═══ Texte du document
[#Confinement] Ville humaine et bas carbone : la méthode Monique

Rédigé par

Clément Gaillard

Responsable Web Editorial

1979 Dernière modification le 29/04/2020 - 10:41
[#Confinement] Ville humaine et bas carbone : la méthode Monique

Avant que ne viennent les saints de glace, la période est propice au repiquage des plans de fraises.

C'est ce que dit l’Almanach Vermot et ce que je constate à l'heure d'aller chez Monique. Monique c'est notre épicière, celle qui connaît sur le bout des doigts les histoires familiales de notre gros bourg de 900 habitants.

Depuis deux semaines tout un chacun peut repartir de chez elle, qui avec de la Gariguette, qui avec de la Charlotte en fleur. Point de précipitation néanmoins, tout cela se fait sur commande auprès des pépinières Neils sises dans la ville proche. Coup de fil le mardi, livraison dans la semaine selon la tournée du patron. De confession d'épicière, elle n'avait plus vu un tel engouement pour sa boutique depuis les années 80. La faute en ces temps de confinement (ou plutôt grâce) à ces messieurs les policiers qui contrôlent avec zèle les deux seules routes d'accès à la grande ville.

Le bourg est ainsi devenu Le lieu de ralliement de tout un village. Même Janine, notre doyenne (Ninja pour les intimes depuis ses cabrioles sur un escabeau), n'a jamais vu autant de queue près de l'église. Les uns attendant patiemment leur tour à la boucherie, les autres, profitant des richesses des étals de l'épicerie. Ils y trouvent des yaourts de la région, des œufs de la ferme du coin et récupèrent leurs commandes de plantes ou de tout ce que Monique ne peut stocker en quantité (rappelons qu'elle n'a jamais été en rupture de papier toilette, ce qui est un bon indicateur de la sagesse locale).

Il en résulte des enfants déambulant dans les rues désertées par l'automobile, des voisins de tous âges en grande conversation, des jeunes (oui des jeunes gens et parents !) que l'on croyait absents à jamais du centre bourg et qui, en ces moments particuliers, se baladent et discutent avec tout le monde. Notre village revit et se redécouvre mutuellement. A bonne distance bien évidemment, le confinement n'y est pas un vain mot malgré les apparences.

En langage d'étudiant en urbanisme, le propre de la méthode Monique c'est de créer un tiers lieu avec l'aide de notre boucher et d'une rue rendue à tous. La méthode Monique c'est celle de la ville bas carbone et des infrastructures raisonnées, celle où on laisse sa voiture au garage pour un simple plant de fraise. La méthode Monique c'est celle d'une vie de village retrouvée grâce à nos amis policiers et un virus aux conséquences dramatiques. La méthode Monique c'est la certitude d'avoir cinq minutes de conversation réconfortante à tout heure de la semaine (sauf dimanche après-midi et lundi) que l'on soit un octogénaire luttant pour rester autonome ou un télétravailleur compulsif.


La méthode Monique, me rappelle furieusement la méthode Napoléon (pas le va-t’en guerre, l'épicier du village de mon enfance). Bref un héros de son temps qui inventaient la France d'avant. Pas celle de ma nostalgie, mais celle où les moyens étaient limités dans nos contrées et où le travail de la ferme s'accommodait difficilement du lèche-vitrine, fût-ce pour des fraises.

Reste à savoir si Monique et notre boucher vendront leurs fonds de commerce avant qu'ils ne partent en retraite à l'automne. Ainsi, peut-être, quelques bourgeons de la méthode Monique continueront à germer dans notre bourg.

S'il fallait trouver des limites, et non des moindre, à la méthode Monique, elles seraient sociétales : donner les moyens à ceux qui le peuvent de ne plus considérer leur espace immédiat de vie comme un simple dortoir et perpétuer le lien social. Télétravail, poids carbone des infrastructures, mobilités douces, circuits courts, revitalisation d'un centre bourg, lutte contre l'isolement des personnes sensibles, notre épicière est à la pointe des enjeux de la ville durable.

 

A l'heure de penser à demain, n'oubliez pas Monique. De la simplicité nait souvent la richesse.
══════
═══ Données sources
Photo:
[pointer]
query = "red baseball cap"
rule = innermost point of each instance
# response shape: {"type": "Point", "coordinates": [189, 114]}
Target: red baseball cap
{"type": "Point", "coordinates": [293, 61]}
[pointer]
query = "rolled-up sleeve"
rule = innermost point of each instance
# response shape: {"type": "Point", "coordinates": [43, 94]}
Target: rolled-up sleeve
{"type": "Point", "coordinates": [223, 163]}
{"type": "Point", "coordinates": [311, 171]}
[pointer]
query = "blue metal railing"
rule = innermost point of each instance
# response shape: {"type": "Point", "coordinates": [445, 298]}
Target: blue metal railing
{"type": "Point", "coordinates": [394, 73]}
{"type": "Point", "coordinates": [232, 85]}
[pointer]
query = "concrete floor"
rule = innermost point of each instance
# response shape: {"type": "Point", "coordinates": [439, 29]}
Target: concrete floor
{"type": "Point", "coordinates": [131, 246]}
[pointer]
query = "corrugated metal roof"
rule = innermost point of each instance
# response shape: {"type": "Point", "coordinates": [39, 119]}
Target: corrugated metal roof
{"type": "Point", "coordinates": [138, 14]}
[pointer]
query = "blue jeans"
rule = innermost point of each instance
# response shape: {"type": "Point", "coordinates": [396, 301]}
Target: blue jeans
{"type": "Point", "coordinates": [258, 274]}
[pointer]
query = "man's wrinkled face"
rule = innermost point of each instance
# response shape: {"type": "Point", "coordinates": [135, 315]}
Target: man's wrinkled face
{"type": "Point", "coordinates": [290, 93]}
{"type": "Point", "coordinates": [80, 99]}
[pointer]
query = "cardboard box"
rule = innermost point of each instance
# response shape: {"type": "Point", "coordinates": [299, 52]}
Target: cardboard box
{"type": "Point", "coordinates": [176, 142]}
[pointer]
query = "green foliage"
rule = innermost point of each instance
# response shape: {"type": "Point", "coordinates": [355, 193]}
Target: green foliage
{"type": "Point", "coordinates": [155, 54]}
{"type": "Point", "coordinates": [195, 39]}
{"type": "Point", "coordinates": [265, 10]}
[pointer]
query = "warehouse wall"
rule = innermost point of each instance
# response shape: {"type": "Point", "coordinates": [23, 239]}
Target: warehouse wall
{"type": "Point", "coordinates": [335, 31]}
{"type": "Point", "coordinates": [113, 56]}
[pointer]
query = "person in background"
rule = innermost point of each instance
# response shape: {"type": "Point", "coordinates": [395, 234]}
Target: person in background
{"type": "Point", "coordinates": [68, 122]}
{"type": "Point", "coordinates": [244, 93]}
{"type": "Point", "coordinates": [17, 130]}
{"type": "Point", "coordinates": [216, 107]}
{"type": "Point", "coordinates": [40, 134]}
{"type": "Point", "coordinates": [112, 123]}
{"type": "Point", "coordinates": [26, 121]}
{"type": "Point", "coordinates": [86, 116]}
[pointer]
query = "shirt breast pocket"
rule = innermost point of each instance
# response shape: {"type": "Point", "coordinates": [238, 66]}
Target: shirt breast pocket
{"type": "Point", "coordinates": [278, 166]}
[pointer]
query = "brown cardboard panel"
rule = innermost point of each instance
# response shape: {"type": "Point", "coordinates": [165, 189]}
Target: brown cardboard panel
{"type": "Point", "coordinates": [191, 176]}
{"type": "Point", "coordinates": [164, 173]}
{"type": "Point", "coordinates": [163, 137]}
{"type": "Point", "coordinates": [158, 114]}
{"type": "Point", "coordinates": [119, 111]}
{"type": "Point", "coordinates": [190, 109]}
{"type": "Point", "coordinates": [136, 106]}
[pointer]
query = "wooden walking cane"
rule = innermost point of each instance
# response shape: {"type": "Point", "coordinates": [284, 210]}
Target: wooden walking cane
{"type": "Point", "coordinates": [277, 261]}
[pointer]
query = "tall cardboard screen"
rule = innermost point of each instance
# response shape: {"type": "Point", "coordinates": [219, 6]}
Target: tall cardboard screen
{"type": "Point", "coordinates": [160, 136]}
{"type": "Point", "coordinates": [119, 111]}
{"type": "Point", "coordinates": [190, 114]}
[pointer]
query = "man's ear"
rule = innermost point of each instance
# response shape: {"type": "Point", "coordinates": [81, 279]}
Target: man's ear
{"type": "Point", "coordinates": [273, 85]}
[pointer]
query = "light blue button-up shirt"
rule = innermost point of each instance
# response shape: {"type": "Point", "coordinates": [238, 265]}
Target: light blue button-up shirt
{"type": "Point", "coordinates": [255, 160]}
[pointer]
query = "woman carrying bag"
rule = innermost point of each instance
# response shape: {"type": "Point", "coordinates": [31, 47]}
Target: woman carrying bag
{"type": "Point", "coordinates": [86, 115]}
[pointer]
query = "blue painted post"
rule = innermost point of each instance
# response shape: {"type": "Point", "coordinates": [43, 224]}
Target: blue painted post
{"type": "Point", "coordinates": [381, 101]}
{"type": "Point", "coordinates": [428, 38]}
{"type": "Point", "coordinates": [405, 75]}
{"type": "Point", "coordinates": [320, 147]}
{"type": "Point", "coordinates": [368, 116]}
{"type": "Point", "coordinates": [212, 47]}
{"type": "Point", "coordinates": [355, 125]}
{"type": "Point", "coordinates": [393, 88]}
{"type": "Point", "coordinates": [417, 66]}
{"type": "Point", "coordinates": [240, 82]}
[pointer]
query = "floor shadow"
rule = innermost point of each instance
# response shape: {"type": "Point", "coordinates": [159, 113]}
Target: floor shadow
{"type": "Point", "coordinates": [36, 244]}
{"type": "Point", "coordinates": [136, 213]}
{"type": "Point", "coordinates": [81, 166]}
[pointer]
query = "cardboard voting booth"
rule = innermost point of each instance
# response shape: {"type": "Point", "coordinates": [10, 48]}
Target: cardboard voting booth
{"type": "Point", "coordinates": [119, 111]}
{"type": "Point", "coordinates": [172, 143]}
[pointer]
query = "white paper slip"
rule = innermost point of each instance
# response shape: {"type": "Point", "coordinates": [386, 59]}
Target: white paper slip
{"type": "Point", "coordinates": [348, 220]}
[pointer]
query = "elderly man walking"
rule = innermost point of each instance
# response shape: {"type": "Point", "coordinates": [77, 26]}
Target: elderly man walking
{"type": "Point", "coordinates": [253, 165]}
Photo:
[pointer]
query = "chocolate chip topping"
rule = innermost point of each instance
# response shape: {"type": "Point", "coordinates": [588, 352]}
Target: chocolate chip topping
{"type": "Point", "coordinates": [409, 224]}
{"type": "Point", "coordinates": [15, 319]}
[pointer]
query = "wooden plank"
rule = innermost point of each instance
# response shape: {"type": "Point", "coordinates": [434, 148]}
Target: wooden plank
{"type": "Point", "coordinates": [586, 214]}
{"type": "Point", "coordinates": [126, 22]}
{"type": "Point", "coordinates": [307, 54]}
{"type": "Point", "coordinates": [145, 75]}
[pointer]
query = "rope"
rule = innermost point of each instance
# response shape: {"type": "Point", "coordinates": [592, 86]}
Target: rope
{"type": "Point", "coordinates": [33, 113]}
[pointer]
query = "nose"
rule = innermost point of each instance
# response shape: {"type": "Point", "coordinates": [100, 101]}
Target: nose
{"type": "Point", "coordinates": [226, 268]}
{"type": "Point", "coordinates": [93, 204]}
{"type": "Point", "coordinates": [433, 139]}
══════
Énoncé: Reprenez le passage du texte sur la méthode Monique qui débute par « En langage d'étudiant » et se termine après « un télétravailleur compulsif. », en substituant « boulanger » à « boucher ». Les données n'interviennent pas dans ce travail.

Réponse:
En langage d'étudiant en urbanisme, le propre de la méthode Monique c'est de créer un tiers lieu avec l'aide de notre boulanger et d'une rue rendue à tous. La méthode Monique c'est celle de la ville bas carbone et des infrastructures raisonnées, celle où on laisse sa voiture au garage pour un simple plant de fraise. La méthode Monique c'est celle d'une vie de village retrouvée grâce à nos amis policiers et un virus aux conséquences dramatiques. La méthode Monique c'est la certitude d'avoir cinq minutes de conversation réconfortante à tout heure de la semaine (sauf dimanche après-midi et lundi) que l'on soit un octogénaire luttant pour rester autonome ou un télétravailleur compulsif.